§ SOURCE DATA

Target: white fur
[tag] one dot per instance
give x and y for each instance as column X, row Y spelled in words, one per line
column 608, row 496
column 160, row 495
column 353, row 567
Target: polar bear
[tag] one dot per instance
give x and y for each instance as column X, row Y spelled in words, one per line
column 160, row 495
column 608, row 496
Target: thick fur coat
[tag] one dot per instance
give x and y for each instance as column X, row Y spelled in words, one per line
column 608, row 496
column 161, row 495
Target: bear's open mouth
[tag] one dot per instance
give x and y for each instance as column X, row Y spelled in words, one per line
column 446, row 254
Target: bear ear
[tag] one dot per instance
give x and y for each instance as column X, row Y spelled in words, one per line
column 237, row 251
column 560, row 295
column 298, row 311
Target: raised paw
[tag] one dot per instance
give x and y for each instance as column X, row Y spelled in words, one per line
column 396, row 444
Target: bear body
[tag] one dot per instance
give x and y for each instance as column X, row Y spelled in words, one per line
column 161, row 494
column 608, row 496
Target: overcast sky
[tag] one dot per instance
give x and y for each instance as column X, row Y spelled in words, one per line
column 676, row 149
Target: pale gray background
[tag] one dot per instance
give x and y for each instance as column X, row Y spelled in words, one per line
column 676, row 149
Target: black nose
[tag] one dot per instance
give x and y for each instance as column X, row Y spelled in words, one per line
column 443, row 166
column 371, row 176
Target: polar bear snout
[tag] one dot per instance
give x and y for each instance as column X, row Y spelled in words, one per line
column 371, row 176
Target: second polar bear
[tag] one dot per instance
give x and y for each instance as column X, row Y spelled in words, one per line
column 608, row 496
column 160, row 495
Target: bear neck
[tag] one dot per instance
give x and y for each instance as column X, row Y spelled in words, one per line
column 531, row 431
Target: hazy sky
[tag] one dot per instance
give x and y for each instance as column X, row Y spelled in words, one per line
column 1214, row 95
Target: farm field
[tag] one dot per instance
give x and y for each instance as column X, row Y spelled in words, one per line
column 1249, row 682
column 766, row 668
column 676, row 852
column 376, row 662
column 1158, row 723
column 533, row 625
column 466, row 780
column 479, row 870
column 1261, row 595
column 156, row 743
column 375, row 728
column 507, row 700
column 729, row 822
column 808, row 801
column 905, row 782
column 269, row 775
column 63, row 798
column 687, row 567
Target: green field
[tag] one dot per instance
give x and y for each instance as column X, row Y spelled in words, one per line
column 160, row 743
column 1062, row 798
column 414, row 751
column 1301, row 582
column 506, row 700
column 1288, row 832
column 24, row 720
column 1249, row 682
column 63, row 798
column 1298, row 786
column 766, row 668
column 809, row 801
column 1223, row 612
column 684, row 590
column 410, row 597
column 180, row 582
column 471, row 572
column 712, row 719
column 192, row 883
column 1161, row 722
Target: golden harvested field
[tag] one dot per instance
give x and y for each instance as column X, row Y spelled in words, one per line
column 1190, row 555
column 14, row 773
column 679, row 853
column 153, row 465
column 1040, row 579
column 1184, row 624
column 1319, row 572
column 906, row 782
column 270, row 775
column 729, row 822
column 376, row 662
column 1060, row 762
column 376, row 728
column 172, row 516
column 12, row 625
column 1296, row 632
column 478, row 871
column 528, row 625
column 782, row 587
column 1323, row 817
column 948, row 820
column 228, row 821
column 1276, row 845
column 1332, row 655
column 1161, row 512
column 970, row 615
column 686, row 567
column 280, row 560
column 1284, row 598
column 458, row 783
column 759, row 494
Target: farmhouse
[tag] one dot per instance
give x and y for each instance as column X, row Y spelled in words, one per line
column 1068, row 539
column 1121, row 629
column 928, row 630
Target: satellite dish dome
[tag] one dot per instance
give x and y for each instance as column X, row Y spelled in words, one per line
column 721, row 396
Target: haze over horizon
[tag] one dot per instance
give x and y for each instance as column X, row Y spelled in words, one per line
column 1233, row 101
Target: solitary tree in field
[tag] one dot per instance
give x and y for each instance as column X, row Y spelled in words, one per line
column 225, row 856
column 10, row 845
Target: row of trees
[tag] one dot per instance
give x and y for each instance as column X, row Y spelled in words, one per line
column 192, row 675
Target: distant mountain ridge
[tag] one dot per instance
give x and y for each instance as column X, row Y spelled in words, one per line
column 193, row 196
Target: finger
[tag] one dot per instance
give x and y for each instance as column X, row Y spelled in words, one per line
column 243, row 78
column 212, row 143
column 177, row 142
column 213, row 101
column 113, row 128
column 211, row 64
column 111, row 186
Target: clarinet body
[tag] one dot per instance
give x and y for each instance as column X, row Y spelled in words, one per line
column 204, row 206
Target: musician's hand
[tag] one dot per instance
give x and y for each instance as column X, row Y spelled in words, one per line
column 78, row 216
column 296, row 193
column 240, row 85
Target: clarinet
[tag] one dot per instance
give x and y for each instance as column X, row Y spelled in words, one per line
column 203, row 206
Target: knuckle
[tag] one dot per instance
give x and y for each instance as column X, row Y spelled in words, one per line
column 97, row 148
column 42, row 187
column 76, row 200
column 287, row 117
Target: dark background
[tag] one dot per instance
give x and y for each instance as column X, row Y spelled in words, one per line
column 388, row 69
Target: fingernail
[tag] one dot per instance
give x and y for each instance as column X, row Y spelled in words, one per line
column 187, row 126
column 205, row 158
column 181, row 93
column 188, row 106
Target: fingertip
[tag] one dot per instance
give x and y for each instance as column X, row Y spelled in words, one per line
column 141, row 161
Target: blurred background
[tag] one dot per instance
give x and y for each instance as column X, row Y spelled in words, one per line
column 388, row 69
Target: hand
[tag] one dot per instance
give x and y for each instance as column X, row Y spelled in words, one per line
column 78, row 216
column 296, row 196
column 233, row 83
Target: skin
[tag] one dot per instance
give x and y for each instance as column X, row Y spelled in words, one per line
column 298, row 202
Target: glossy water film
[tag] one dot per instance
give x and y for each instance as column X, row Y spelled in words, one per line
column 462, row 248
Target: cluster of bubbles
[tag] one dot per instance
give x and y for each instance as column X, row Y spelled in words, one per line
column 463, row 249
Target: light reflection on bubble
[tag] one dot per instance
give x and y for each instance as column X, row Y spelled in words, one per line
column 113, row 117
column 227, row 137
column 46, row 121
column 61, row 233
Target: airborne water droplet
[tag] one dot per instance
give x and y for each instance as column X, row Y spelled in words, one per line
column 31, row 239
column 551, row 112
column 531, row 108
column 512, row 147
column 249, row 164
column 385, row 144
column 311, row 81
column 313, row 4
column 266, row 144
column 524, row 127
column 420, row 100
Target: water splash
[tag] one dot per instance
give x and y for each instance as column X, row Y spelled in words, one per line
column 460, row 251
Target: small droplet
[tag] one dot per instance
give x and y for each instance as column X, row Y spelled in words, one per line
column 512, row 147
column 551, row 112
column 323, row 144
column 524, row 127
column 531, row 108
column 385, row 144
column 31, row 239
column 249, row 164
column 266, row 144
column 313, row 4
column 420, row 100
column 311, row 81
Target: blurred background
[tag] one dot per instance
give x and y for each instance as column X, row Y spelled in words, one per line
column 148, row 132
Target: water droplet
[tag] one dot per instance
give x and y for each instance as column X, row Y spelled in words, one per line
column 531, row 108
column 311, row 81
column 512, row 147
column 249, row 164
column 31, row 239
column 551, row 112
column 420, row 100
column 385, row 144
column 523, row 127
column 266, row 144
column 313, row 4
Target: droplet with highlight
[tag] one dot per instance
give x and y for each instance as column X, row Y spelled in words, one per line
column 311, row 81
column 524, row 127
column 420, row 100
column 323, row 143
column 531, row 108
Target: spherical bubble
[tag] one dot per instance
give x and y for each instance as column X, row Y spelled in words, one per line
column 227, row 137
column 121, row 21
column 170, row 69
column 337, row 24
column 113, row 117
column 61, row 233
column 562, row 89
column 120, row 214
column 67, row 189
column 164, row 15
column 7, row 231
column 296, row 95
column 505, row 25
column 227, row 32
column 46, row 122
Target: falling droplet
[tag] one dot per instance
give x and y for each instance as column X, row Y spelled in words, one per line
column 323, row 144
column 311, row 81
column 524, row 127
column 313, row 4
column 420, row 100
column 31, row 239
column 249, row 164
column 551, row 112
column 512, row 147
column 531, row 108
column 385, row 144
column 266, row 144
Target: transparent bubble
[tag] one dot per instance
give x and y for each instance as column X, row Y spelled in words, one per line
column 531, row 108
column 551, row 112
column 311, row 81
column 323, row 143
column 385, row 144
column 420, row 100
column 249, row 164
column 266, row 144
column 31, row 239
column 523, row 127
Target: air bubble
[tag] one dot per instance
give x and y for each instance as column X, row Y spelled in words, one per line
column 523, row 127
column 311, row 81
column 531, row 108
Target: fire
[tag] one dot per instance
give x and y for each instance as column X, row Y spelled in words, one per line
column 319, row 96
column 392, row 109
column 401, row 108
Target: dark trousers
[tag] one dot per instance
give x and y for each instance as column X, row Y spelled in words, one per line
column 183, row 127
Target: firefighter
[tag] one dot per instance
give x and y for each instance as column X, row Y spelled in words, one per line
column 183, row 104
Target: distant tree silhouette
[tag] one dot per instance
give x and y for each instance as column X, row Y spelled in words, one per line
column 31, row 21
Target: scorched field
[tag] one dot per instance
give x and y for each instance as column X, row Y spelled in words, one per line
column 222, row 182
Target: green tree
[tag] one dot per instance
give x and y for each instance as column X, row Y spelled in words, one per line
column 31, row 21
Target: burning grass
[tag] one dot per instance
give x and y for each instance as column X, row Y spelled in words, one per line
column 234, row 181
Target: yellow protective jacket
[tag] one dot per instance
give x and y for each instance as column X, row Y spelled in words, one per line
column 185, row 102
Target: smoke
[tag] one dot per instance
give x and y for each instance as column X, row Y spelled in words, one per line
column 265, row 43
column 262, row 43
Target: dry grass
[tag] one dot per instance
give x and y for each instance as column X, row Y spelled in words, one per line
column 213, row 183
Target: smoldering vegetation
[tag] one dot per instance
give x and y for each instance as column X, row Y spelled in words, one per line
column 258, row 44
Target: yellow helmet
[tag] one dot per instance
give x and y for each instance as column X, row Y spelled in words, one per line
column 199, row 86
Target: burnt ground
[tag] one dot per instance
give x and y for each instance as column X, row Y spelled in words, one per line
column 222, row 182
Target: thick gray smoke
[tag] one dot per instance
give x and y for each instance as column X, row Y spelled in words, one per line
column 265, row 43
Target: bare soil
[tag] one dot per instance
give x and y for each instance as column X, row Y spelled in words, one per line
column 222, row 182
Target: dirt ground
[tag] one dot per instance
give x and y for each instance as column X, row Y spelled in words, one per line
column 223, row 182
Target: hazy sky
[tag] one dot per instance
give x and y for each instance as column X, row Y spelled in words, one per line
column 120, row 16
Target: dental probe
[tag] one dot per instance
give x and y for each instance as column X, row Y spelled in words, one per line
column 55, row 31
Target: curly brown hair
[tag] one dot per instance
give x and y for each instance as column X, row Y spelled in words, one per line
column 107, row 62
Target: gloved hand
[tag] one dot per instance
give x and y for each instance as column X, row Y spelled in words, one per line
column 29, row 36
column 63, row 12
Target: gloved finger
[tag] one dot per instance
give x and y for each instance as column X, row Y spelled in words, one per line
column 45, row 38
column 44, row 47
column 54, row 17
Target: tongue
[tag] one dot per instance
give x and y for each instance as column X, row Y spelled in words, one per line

§ TASK GOAL
Reproduce the records above word for word, from the line that contains "Target: row of trees" through the line that contains "column 204, row 206", including both of those lines.

§ RESPONSE FOR THIS EXERCISE
Target: row of trees
[tag] one dot per instance
give x and y for each instance as column X, row Y spelled in words, one per line
column 192, row 675
Target: distant mountain ridge
[tag] one dot per instance
give x and y for each instance as column X, row Y spelled in words, one per line
column 193, row 196
Target: finger
[tag] one dot per instance
give x and y for each instance as column X, row Y spelled in words, one per line
column 243, row 78
column 212, row 143
column 177, row 142
column 213, row 101
column 113, row 128
column 211, row 64
column 111, row 186
Target: clarinet body
[tag] one dot per instance
give x and y for each instance as column X, row Y spelled in words, one per line
column 204, row 206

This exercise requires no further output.